**PROBLEM REQUIREMENTS**
Up to the line containing "For every instance of the rocky", nothing is kept; from that line through the end of the data below, output every line exactly.

**INFORMATION GIVEN**
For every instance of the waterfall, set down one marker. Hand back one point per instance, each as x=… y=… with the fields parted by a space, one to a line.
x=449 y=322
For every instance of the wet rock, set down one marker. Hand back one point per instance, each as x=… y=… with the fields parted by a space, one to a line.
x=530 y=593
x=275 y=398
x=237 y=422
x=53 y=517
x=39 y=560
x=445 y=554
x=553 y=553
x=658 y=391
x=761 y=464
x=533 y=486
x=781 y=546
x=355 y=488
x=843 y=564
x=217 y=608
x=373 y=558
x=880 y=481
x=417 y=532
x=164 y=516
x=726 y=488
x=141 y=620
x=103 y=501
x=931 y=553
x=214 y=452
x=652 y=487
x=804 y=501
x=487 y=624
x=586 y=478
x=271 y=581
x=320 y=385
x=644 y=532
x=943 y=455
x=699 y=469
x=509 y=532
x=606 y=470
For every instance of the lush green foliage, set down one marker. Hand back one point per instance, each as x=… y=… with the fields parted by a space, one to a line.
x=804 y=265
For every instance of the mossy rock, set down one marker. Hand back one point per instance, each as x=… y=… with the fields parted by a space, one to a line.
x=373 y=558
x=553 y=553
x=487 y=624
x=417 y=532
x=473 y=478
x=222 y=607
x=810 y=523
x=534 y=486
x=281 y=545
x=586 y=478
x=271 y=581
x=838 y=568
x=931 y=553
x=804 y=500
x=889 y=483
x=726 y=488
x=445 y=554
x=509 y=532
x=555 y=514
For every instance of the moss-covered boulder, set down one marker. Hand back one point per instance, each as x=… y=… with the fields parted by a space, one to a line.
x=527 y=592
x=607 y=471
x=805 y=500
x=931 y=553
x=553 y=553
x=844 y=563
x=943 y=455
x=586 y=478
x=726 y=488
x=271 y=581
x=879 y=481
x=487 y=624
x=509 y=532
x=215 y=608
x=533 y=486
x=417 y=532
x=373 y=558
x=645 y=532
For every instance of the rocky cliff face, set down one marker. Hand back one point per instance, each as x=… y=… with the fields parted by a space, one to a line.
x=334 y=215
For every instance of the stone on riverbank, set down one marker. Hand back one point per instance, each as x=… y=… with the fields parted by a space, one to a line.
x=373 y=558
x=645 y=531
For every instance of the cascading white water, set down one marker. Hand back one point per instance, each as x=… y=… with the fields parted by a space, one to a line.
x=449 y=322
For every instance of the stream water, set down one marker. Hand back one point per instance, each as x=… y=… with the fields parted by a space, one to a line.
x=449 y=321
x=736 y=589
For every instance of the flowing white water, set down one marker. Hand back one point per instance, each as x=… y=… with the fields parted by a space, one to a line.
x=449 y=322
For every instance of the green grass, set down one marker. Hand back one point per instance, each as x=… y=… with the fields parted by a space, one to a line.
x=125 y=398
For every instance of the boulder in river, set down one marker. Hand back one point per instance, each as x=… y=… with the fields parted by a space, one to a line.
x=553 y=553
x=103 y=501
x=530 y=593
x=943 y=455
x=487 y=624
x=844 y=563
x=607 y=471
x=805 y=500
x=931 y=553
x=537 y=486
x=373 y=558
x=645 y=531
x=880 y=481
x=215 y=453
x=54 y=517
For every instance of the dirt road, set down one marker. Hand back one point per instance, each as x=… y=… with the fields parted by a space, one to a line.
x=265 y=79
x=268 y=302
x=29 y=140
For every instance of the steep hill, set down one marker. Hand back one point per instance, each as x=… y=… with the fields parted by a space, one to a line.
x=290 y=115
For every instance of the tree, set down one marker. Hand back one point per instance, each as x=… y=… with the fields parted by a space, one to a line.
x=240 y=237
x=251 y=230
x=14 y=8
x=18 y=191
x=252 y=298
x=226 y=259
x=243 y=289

**RESULT FOR THIS EXERCISE**
For every instance of the rocky cliff face, set down one marker. Hand back one point per instance, each as x=… y=… with the fields parted by a space, one to a line.
x=334 y=215
For every instance of the stone on riverbank, set down one marker. Hand back one point per instance, each as x=… y=… with the fields parted by a space, one to a line.
x=373 y=558
x=645 y=531
For every instance of the cascading white water, set down one marker. Hand back one point per instance, each as x=… y=… with the fields parted by a space, one to a line.
x=449 y=322
For every instance of the stream water, set down one marker. Hand back one point per instance, each as x=… y=… with the fields parted by a space, one to a line.
x=449 y=321
x=736 y=589
For every instance of the flowing white water, set down one marker. Hand back one point per instance, each as x=… y=… with the fields parted by a space, one to a line.
x=449 y=322
For every instance of the green grass, set down one marker. Hand back one point per instance, each as x=… y=… with the fields parted by a space, one to a line.
x=125 y=398
For every instance of the boulder in river, set down one marker. Hand back one point per instance, each as x=… y=… with the fields parted by a space, one to a line.
x=553 y=553
x=103 y=501
x=530 y=593
x=943 y=455
x=487 y=624
x=844 y=563
x=607 y=471
x=805 y=500
x=931 y=553
x=537 y=486
x=373 y=558
x=645 y=531
x=880 y=481
x=215 y=453
x=54 y=517
For every instance of the dirt road, set down one marker. Hand back one point per instance, each as x=… y=… with the fields parted by a space, one to a line.
x=265 y=79
x=268 y=302
x=29 y=140
For every instance of the steep hill, set down one marker. Hand back one point per instance, each as x=… y=… with the fields parted by a space, one to a line.
x=290 y=115
For every instance of the tree, set down one marker. Hand back one point per instance, each as x=… y=… with the fields parted by a space, one to a line.
x=240 y=237
x=251 y=230
x=14 y=8
x=18 y=191
x=252 y=298
x=226 y=259
x=243 y=289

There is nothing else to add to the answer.